-- DIRECTIONS --
Please answer these questions from the Briar Hill article below, one per line:
1. In what year did Dave Perry-Miller write his architectural paper on Brownsburg?
2. Which architect directed the relocation and renovation of Briar Hill in the mid-1990s?
3. On what dates is the Christmas house tour held?

-- PAGE EXCERPT --

A second look: For a historic tavern, another life on a hilltop

In a part of the Shenandoah Valley where history is prized especially deeply, just outside the village of Brownsburg,
a relocated log cabin called Briar Hill is full of a special sense of the past. It embodies its own history dating back to the turn of the 18th century, when it was originally built on a different site nearby. And for current owner Dave Perry-Miller, it harkens to his past as a student at Washington & Lee.

“I took an American architecture class,” he recalls, “and I did my architectural paper on Brownsburg in 1977.” He didn’t forget the little village, either: “For years I would fly from Dallas to visit my parents in Lexington, and it was a rare instance when that I didn’t drive out to Brownsburg to go by some of the houses where I’d interviewed the owners. I always harbored the hope that I would be able to go back to that part of Virginia.”


Photo: Stephen Barling

Beloved Brownsburg

Happily isolated within a sea of farmland, the village of Brownsburg looks out at the world with an exceptionally well-preserved face. A visitor might be astonished to stumble across such a concentration of log cabins, especially cabins in fine repair with matching placards to announce their dates of construction (most in the late 1700s) and original functions (tavern, smithy, etc.) There are also a historic bank building and schoolhouse, brick and wood-frame houses, and an antique store.

The village is recognized as a state and national historic district, with several nearby historic landmarks including Wade’s Mill. The little Brownsburg Museum’s current exhibit shows local handmade items from furniture to quilts and is open weekends through November. Even better, a Christmas house tour offers the chance to peek inside historic homes, including Dave Perry-Miller’s Briar Hill, on December 8-9. See brownsburgva.wordpress.com.—EH


After retiring from a real estate career in Dallas, Perry-Miller bought a notable home in Staunton called Waverley Hill in 2013 and soon embarked on its renovation. When he realized that house would be unlivable for more than a year during the work, he looked around for a place to fill the gap. “I thought, ‘I’m just going to have to get an apartment in town,’” he recalls—but Perry-Miller, the owner of five homes in three different states, isn’t really a renting kind of person. He soon decided to purchase Briar Hill, which had been relocated and renovated under the direction of architect Bethany Puopolo back in the mid-1990s.

Perry-Miller was drawn to the view from this hilltop—a panorama of the Valley and Jump Mountain—and, in fact, had been gazing at it already for years in the form of a painting he’d purchased years before, likely painted from a neighboring hilltop. “It was in my library in Dallas for all those years,” he says. “I can’t believe it: I was looking at the view from my house.”

The cabin atmosphere extends inside, as well, with exposed chesnut walls and a mix of traditional Americana décor. Photo: Stephen Barling

Fine details

Puopolo took on the project after she was approached by Lois Key, a local resident who had noticed a Rockbridge County cabin falling into disrepair and convinced its owners to sell it. From the beginning, Puopolo was struck by Key’s commitment to the historic nature of the structure, probably a onetime tavern.

“She salvaged as much material as she could,” says Puopolo. “And she wanted it to stay in the same county; she didn’t want it to go out of the home area.”

-- RECORDS SUPPLIED --
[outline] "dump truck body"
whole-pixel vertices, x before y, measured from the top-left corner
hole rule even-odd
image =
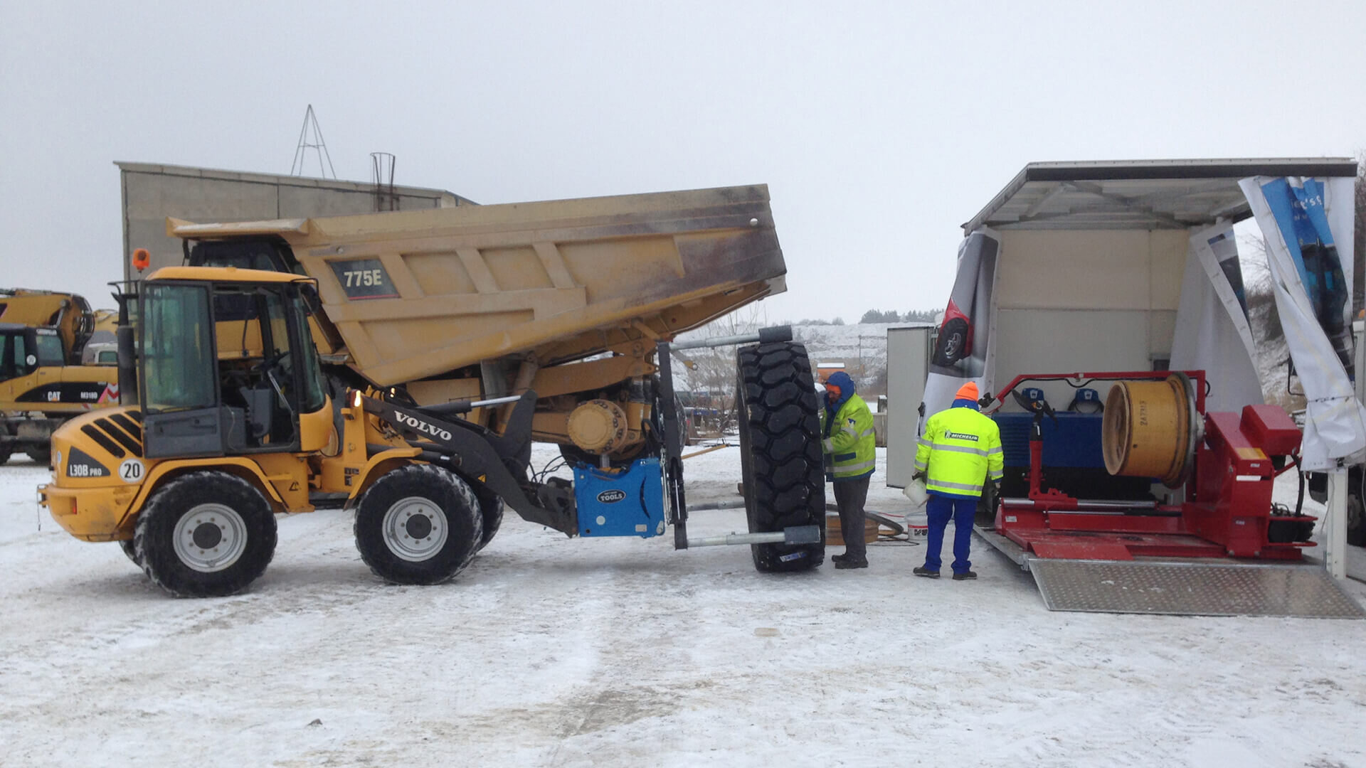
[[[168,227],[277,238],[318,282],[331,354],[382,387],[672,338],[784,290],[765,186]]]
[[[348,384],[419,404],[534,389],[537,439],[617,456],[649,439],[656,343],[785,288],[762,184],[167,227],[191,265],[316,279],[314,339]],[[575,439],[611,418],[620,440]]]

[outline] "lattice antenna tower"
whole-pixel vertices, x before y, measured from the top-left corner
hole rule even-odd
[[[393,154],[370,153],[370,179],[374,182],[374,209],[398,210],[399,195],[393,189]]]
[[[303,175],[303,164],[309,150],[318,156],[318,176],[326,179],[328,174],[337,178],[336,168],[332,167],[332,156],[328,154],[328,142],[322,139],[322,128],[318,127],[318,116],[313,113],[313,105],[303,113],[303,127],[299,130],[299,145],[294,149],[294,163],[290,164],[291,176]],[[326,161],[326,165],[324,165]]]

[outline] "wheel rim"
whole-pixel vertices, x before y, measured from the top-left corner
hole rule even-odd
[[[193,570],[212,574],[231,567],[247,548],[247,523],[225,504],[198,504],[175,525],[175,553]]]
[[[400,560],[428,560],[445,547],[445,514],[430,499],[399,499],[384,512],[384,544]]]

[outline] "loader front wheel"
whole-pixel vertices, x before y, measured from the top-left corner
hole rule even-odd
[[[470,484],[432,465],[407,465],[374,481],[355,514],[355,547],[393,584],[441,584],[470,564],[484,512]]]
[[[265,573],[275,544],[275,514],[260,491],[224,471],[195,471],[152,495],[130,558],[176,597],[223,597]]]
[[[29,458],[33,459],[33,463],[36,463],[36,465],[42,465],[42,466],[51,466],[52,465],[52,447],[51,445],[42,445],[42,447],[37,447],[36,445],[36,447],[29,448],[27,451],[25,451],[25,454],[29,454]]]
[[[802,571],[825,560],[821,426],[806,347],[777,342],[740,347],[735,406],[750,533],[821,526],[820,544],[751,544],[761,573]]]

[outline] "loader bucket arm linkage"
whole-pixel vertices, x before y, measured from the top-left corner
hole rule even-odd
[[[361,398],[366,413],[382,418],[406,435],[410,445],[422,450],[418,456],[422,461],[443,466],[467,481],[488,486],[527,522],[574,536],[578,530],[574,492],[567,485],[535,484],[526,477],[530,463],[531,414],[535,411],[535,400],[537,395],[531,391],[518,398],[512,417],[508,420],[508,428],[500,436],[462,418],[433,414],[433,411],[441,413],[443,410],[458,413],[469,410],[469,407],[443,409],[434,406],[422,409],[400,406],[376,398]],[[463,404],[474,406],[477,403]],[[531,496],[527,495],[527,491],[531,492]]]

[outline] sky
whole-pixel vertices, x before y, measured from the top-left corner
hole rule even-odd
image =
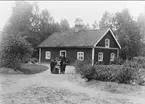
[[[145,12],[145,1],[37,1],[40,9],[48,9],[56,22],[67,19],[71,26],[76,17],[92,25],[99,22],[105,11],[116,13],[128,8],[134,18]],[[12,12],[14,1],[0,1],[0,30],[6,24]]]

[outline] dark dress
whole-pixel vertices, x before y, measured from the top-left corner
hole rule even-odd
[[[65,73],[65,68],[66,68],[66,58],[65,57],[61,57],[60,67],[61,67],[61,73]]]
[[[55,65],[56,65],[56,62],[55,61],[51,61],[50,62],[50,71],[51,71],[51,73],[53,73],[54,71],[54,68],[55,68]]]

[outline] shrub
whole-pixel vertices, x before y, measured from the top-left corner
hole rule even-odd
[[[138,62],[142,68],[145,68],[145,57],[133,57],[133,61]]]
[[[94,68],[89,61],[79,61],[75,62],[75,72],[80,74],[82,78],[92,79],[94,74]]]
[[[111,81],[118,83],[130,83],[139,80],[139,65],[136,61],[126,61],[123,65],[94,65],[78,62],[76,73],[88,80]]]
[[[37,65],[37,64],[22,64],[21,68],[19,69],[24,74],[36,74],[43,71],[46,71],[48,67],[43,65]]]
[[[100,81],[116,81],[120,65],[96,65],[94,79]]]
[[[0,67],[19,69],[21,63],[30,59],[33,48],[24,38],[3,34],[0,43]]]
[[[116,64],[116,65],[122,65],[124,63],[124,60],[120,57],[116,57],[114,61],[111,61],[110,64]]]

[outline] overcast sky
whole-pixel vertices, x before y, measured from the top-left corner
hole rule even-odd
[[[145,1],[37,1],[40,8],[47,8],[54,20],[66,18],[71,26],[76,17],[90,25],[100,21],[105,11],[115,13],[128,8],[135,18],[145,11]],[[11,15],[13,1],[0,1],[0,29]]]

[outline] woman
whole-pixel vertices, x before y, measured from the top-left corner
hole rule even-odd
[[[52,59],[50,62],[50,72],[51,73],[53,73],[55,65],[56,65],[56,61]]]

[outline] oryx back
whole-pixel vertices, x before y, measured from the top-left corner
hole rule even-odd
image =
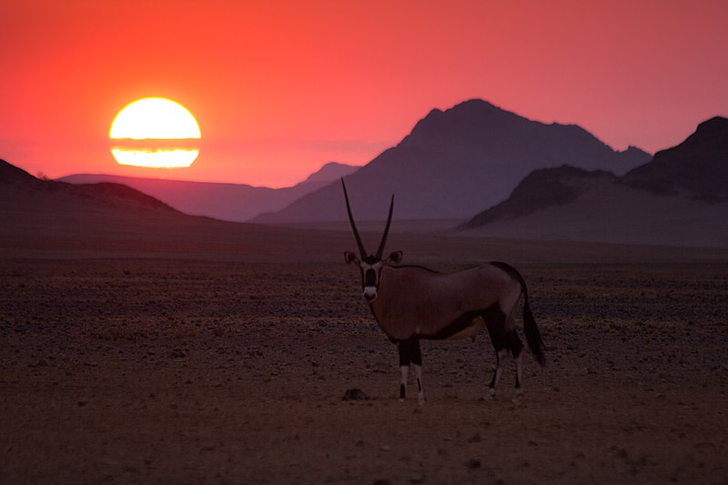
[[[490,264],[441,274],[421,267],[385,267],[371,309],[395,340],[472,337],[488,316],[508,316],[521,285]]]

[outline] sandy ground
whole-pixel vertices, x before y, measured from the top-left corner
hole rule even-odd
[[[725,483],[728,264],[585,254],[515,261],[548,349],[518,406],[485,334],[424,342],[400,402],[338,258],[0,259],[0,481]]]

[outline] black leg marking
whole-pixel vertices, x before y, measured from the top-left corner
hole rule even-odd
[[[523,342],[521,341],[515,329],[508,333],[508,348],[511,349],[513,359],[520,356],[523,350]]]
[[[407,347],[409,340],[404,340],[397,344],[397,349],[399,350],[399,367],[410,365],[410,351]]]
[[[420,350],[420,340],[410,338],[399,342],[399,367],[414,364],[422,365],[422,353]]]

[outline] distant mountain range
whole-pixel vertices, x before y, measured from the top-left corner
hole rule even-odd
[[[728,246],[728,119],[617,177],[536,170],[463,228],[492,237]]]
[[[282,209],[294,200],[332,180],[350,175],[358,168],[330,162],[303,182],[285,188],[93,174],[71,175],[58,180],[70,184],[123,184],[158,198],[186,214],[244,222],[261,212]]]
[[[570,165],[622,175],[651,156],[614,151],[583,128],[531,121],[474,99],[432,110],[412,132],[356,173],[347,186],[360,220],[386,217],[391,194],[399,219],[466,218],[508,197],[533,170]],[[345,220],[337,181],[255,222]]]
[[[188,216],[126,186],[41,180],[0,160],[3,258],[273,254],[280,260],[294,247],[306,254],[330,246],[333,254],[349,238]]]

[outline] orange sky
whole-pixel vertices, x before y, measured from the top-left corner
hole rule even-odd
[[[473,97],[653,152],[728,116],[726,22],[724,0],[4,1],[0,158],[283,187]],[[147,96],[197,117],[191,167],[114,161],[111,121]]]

* * *

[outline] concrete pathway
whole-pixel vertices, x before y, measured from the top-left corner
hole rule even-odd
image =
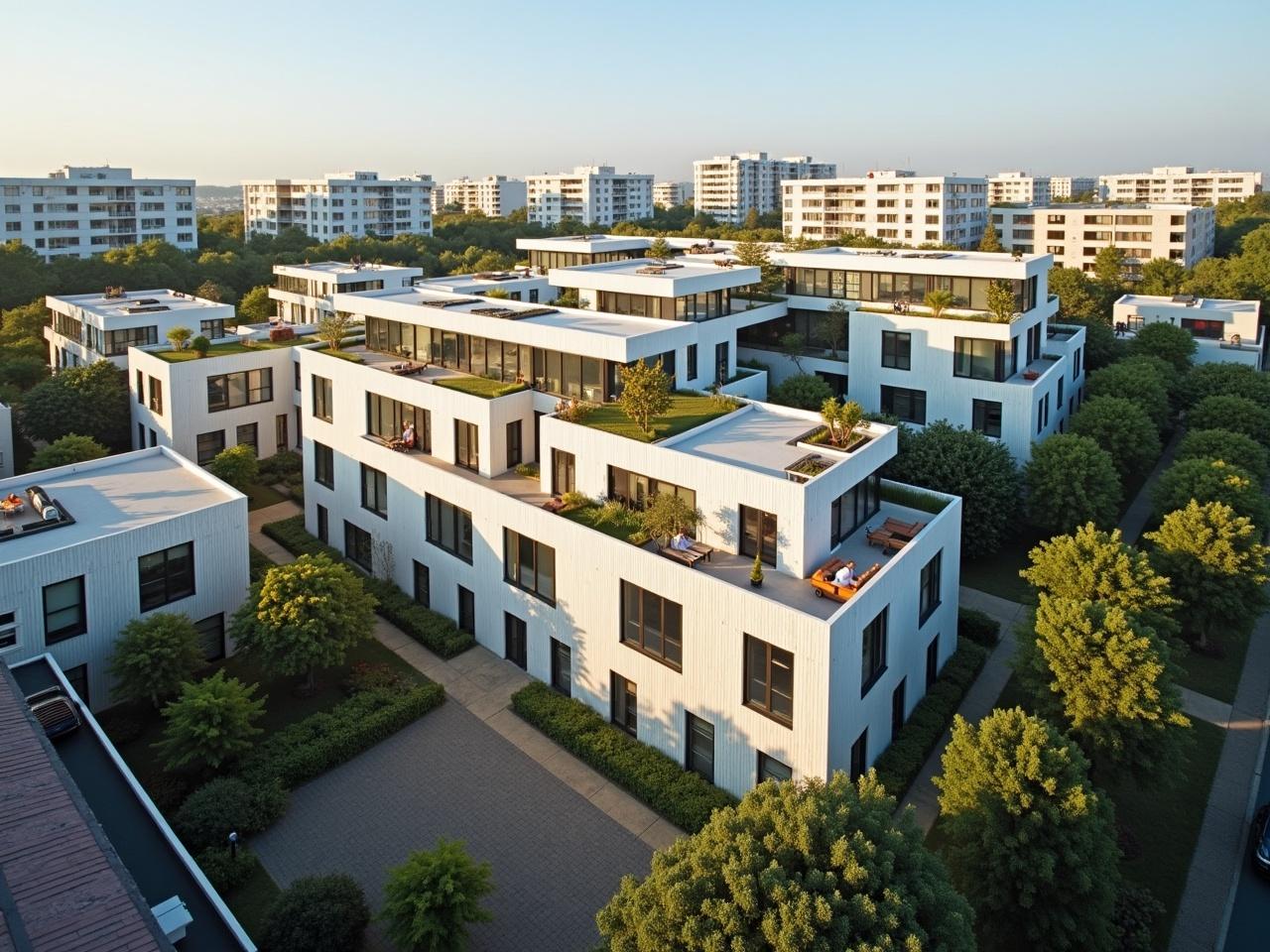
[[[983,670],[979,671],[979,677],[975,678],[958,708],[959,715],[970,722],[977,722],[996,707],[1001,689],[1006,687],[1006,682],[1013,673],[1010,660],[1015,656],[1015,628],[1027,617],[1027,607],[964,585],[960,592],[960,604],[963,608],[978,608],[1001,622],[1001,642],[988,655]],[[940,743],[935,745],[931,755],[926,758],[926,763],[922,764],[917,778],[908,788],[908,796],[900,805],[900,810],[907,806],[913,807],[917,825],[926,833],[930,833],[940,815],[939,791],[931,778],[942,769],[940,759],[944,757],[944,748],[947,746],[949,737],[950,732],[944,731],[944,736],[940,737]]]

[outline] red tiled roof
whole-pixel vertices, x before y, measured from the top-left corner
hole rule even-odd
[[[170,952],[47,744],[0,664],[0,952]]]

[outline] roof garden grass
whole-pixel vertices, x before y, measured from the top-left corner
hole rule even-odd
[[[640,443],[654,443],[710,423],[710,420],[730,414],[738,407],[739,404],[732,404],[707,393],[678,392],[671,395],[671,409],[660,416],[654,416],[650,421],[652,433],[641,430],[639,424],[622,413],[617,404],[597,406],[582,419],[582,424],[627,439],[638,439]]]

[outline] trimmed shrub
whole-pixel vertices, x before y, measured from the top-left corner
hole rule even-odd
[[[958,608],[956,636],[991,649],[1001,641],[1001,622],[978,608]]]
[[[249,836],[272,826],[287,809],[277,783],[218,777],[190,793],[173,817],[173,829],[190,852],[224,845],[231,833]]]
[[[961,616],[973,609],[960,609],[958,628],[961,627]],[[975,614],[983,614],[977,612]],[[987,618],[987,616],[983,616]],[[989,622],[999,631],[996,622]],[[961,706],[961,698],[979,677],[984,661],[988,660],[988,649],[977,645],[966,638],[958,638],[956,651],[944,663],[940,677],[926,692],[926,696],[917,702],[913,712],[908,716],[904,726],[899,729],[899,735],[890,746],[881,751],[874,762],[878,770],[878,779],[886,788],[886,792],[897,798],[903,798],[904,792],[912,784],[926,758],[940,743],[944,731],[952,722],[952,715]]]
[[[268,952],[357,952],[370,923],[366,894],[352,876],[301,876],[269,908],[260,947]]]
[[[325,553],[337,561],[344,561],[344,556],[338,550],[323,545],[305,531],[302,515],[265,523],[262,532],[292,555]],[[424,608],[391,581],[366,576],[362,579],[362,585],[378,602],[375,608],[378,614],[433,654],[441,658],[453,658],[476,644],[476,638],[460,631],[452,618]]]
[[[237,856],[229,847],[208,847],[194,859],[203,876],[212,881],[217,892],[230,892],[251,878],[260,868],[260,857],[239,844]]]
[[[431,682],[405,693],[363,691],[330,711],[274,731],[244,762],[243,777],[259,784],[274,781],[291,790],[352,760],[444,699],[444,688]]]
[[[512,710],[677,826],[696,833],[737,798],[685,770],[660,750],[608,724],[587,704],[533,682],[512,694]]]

--

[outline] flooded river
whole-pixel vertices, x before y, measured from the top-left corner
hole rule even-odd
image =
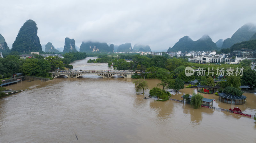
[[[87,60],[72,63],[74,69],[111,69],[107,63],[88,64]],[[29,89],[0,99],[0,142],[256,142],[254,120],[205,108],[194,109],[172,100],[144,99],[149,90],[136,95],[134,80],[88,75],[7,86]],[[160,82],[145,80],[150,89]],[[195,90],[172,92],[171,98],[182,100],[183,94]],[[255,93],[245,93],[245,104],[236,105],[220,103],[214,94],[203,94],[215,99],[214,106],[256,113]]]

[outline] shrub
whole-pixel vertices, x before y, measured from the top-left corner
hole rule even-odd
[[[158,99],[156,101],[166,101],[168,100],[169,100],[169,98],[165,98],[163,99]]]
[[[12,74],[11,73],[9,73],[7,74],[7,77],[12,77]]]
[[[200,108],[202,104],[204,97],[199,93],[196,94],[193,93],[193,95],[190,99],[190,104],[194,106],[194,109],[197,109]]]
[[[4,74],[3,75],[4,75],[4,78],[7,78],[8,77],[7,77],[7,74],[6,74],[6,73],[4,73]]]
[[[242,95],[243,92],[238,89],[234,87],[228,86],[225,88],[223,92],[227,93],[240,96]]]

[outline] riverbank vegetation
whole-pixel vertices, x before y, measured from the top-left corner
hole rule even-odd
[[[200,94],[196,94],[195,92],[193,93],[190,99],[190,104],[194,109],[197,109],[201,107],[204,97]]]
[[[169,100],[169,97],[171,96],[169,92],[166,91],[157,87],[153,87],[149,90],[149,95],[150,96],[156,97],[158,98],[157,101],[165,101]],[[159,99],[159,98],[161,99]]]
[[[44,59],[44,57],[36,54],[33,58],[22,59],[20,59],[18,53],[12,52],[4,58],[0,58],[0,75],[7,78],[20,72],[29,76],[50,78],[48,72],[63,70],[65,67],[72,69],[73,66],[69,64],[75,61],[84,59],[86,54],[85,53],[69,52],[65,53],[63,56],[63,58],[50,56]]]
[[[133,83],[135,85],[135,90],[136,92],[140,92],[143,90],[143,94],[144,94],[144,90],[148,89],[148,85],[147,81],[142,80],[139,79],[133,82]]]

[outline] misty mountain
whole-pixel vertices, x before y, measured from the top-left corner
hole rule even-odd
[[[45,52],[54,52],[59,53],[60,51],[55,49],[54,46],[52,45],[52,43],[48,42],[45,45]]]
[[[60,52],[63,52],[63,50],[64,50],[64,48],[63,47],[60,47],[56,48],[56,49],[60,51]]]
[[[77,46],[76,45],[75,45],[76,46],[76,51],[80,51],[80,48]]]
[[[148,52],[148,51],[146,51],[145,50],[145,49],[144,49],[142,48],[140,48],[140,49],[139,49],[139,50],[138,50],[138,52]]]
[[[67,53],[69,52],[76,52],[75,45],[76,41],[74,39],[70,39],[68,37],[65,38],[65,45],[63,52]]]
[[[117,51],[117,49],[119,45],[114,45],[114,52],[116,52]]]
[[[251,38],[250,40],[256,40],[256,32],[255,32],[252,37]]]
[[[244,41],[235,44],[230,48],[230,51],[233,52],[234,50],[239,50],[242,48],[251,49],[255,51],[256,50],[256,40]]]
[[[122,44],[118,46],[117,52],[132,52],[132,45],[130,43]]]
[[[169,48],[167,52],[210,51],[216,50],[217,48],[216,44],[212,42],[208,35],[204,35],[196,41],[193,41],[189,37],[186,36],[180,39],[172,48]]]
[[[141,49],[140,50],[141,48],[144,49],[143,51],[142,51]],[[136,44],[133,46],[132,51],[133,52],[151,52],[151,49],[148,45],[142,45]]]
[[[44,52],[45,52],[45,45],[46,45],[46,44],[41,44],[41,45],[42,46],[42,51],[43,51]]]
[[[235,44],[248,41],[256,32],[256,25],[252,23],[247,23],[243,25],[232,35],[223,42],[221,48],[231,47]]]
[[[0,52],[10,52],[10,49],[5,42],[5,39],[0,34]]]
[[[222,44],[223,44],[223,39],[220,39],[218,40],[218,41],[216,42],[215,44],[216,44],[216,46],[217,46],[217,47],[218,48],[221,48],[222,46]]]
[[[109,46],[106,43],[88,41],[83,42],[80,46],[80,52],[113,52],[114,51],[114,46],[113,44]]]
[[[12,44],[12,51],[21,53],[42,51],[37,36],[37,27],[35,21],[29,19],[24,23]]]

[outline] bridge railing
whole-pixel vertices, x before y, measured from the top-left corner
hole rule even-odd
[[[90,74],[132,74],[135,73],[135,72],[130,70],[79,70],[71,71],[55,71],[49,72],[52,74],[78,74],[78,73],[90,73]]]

-- RESULT OF THE EXERCISE --
1. 1977
2. Bethany Puopolo
3. December 8-9